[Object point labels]
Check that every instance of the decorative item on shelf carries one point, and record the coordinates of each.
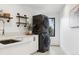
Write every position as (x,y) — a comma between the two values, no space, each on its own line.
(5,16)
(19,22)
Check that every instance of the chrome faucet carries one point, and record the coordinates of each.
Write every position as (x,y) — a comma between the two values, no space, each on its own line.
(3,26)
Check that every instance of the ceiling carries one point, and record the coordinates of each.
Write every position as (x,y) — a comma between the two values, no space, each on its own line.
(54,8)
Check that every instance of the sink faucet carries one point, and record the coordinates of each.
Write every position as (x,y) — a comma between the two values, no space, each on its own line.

* * *

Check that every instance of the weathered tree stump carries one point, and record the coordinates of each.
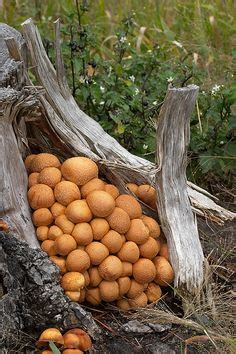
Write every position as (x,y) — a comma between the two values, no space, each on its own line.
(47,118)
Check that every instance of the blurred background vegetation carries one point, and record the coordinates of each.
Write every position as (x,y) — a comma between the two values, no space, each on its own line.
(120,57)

==

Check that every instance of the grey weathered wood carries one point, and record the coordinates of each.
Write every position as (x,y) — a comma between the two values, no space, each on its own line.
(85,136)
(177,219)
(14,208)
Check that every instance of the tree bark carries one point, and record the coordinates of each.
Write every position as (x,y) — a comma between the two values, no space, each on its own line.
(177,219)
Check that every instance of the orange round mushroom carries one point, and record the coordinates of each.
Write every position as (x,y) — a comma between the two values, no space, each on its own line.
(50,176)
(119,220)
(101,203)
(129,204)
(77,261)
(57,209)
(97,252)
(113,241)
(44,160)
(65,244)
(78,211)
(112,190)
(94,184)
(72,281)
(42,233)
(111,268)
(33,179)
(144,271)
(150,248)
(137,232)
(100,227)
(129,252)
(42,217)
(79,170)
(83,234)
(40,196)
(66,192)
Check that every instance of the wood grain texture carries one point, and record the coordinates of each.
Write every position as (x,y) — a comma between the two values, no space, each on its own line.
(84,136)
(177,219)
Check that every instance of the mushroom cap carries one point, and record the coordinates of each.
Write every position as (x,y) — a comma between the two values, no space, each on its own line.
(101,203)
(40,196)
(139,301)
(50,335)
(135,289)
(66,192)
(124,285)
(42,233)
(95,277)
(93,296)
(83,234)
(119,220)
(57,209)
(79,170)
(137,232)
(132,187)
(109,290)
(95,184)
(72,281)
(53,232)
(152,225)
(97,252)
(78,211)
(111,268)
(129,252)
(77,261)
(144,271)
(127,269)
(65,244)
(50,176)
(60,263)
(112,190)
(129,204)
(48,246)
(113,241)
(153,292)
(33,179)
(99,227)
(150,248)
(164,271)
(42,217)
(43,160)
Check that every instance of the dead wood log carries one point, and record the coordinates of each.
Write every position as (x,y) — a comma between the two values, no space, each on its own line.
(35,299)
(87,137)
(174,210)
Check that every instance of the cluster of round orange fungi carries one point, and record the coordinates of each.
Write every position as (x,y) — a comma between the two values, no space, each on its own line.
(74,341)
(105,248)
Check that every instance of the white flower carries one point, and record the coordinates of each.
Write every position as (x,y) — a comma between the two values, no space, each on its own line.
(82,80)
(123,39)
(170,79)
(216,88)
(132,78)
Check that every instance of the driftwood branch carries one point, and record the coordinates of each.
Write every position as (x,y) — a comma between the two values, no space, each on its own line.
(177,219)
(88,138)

* What is expected *
Show every line of the data above that contains the string "weathered", treating uppercase and lowercase letters as different.

* Final result *
Check that every instance of the weathered tree stump carries one point, and record the coordinates of each.
Check that every instance of the grey weathered wood carries one point, and record the coordinates of each.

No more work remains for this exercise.